• [Dataset]
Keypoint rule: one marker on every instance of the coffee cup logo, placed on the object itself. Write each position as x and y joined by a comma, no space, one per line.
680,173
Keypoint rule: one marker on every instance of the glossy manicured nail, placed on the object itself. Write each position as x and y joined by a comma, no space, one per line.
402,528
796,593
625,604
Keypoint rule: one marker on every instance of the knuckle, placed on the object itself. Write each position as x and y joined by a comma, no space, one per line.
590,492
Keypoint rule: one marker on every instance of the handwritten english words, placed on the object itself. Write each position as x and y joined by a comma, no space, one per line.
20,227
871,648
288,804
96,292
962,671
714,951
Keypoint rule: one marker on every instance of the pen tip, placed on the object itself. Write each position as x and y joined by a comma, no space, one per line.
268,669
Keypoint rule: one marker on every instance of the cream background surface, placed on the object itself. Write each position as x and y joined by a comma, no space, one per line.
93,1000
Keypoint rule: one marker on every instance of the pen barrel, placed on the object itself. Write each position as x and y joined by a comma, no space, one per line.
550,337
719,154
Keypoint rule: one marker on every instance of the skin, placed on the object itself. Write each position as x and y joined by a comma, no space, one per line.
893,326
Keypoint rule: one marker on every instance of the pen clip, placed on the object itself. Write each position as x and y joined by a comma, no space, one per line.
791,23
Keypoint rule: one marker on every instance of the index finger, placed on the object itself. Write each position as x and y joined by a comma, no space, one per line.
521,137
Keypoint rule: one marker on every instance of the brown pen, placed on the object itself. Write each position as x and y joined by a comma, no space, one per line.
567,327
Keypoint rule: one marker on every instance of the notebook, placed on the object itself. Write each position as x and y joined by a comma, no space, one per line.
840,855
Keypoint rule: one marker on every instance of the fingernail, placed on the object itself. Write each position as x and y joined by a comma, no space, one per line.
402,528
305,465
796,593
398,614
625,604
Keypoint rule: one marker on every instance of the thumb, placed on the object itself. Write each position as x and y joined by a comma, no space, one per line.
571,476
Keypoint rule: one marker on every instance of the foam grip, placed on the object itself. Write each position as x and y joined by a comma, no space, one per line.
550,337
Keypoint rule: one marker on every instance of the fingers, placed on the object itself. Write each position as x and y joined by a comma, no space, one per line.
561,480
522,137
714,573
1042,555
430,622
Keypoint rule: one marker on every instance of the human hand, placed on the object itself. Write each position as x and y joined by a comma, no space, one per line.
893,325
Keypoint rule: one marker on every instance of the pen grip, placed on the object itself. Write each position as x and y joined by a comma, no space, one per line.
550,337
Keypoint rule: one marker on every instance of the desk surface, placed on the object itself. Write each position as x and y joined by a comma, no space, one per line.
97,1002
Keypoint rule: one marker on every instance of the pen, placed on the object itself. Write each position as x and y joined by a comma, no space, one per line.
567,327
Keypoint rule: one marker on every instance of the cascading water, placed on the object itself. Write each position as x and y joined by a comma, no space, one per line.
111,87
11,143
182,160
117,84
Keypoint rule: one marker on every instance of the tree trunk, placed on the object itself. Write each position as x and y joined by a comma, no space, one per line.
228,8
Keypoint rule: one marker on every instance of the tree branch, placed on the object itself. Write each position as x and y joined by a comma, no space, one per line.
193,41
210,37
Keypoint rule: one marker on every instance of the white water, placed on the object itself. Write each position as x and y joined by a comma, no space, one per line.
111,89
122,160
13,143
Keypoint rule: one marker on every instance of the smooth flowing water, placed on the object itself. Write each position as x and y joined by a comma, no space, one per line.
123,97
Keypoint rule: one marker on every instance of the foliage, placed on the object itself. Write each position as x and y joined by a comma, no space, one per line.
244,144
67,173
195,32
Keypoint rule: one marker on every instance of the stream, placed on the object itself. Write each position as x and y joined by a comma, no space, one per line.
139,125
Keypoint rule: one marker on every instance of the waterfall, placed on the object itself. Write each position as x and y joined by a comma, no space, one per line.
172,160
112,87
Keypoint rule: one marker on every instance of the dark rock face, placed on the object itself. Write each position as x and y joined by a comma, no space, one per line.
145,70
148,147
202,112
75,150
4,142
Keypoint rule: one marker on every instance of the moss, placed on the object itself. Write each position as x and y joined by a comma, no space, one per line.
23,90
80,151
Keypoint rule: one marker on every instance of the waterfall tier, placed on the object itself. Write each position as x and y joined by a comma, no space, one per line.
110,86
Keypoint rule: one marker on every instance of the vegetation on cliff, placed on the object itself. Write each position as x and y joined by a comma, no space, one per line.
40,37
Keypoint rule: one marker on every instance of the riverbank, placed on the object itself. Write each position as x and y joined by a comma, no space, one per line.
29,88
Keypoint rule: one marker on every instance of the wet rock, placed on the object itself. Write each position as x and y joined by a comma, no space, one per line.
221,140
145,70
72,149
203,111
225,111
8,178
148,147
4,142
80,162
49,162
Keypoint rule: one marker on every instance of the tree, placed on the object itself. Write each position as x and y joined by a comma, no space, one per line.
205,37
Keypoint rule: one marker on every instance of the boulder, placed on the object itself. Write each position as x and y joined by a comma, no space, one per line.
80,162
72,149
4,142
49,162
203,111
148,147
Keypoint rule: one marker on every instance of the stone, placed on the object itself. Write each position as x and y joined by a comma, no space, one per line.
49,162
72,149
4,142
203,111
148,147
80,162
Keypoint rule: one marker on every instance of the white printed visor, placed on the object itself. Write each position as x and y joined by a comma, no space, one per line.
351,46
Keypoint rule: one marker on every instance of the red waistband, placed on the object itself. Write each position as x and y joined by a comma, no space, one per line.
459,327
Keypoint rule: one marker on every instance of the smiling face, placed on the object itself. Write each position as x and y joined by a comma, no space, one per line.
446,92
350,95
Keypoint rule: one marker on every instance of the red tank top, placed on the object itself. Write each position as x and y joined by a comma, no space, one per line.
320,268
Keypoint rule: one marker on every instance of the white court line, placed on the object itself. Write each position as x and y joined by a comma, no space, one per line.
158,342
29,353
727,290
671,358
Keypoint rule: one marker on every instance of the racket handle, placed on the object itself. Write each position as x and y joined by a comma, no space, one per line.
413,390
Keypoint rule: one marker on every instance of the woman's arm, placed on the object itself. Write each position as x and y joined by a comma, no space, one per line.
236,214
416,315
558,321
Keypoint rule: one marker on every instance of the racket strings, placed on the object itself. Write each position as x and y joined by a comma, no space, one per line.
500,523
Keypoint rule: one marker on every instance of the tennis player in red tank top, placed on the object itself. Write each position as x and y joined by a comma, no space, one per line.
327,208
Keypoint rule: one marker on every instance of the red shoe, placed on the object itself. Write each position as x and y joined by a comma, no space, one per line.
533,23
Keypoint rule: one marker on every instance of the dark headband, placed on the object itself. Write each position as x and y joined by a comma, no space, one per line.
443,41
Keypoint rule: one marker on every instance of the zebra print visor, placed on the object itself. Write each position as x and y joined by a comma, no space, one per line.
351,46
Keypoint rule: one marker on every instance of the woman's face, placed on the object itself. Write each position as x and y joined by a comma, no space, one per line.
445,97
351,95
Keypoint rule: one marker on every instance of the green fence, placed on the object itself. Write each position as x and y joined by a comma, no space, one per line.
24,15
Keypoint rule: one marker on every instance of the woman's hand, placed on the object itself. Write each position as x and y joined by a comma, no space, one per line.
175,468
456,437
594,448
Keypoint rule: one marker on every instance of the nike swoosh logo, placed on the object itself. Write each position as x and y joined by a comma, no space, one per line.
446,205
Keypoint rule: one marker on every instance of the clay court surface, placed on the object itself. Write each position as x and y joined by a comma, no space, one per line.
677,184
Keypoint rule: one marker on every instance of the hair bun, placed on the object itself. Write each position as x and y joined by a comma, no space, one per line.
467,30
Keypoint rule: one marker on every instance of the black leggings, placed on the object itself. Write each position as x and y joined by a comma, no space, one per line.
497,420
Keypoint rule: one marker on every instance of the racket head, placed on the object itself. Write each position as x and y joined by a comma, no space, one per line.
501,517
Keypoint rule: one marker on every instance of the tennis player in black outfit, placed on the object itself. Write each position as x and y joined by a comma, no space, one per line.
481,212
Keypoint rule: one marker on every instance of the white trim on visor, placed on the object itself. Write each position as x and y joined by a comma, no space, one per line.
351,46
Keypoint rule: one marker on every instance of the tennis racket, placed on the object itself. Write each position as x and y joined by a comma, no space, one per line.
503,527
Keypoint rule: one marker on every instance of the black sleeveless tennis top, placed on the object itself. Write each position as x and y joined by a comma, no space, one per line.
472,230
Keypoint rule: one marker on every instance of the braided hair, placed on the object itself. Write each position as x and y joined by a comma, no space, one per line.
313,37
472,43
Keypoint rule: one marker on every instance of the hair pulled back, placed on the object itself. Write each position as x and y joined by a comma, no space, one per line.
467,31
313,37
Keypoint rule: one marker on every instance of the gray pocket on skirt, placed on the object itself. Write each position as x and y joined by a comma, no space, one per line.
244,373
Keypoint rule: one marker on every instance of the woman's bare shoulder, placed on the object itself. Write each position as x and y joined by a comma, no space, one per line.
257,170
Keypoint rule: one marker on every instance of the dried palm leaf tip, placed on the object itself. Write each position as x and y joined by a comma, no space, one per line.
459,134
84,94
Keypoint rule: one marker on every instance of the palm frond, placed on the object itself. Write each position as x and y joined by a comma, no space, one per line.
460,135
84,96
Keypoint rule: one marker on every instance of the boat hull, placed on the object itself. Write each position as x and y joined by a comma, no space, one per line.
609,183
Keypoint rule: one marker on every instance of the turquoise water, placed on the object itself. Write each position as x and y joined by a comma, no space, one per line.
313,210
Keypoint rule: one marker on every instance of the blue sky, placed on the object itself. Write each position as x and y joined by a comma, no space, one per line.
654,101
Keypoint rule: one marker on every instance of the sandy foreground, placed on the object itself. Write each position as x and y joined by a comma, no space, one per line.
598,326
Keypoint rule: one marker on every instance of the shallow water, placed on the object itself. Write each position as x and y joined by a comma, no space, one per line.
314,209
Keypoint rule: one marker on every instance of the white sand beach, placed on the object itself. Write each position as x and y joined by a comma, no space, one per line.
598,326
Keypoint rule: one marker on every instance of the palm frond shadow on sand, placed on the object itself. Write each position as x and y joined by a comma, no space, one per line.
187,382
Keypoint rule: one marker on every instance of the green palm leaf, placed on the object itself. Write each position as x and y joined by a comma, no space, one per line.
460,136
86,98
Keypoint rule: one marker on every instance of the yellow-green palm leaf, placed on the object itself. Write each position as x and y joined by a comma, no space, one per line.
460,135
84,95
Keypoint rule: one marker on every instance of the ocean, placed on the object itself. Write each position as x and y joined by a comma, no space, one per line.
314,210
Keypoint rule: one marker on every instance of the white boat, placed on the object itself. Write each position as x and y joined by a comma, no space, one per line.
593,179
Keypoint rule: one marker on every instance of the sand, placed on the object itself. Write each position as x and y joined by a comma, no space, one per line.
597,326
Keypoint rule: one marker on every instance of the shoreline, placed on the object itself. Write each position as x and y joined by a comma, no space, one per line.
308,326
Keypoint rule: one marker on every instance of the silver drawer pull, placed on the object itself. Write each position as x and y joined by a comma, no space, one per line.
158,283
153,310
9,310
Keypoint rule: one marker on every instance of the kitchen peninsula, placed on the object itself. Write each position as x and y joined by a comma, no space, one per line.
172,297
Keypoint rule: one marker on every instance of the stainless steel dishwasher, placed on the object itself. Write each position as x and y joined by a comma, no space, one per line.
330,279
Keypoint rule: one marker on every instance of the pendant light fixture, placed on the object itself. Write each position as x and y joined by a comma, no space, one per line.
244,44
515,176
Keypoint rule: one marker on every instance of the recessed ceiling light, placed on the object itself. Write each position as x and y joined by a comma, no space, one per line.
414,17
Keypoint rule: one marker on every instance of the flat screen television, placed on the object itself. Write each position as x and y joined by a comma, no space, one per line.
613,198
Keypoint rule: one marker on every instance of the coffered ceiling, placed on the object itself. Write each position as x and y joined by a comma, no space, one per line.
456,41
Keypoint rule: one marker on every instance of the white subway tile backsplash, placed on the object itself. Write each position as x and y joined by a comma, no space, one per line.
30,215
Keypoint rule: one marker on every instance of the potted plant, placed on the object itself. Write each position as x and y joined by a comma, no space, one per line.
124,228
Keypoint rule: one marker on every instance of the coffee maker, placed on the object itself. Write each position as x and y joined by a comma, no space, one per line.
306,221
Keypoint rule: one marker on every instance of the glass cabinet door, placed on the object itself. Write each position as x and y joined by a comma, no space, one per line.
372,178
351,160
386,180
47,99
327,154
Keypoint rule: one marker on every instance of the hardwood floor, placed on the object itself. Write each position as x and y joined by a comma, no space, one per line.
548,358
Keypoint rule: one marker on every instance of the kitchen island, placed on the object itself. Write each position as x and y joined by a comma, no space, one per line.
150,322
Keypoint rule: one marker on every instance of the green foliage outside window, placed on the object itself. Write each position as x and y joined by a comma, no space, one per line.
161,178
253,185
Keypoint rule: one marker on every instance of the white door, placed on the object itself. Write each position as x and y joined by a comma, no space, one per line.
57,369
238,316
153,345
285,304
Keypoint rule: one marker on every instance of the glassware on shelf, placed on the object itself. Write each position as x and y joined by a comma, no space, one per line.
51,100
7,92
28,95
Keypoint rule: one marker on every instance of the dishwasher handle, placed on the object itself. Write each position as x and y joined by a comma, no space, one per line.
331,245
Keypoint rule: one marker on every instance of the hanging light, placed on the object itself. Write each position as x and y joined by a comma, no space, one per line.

• [Job]
In the listing above, find the line containing "Keypoint rule: one marker on every instance of the glass cabinet" and please quote exactly that line through the last one, and no other lines.

• [Exercise response]
Keypoint rule: one marker on every instance of the glass cabinet door, placed on the object itself. Write each position as x and y joined by a comma, no space, one per line.
372,178
351,160
386,180
47,99
327,154
Keypoint rule: one marker on every instance of the hardwood floor, placed on the object itself. Write each position as x and y joined by a comma, no space, one per line.
548,358
Keypoint rule: one marker on every instance of the kitchen island, placed on the object itself. Write each position as x and y joined by a comma, no space, one per line.
150,322
Keypoint rule: one marker on every instance of the green foliage outside window, placed on the object itself. Write each position as x and y joined by a comma, no space, one per line.
161,178
253,185
Keypoint rule: one marker on every instance of the white door, placed on the object itself. Write each position as x and y joined by a comma, no space, one per line.
57,369
238,316
153,345
285,304
Keypoint rule: one marker on every instance of the glassware on shelf, placed on the object itself. Write each position as x and y joined by a comma, no space, one per line.
51,100
7,92
28,95
Keypoint rule: one marker on every instance of the dishwasher handle, placed on the object itself. Write each position as x and y joined by a comma, no space, one per line.
331,245
Keypoint rule: one marker on every instance of the hanging light, placed on the object itself. Write each position as x and y joined by a comma, no space, one per line.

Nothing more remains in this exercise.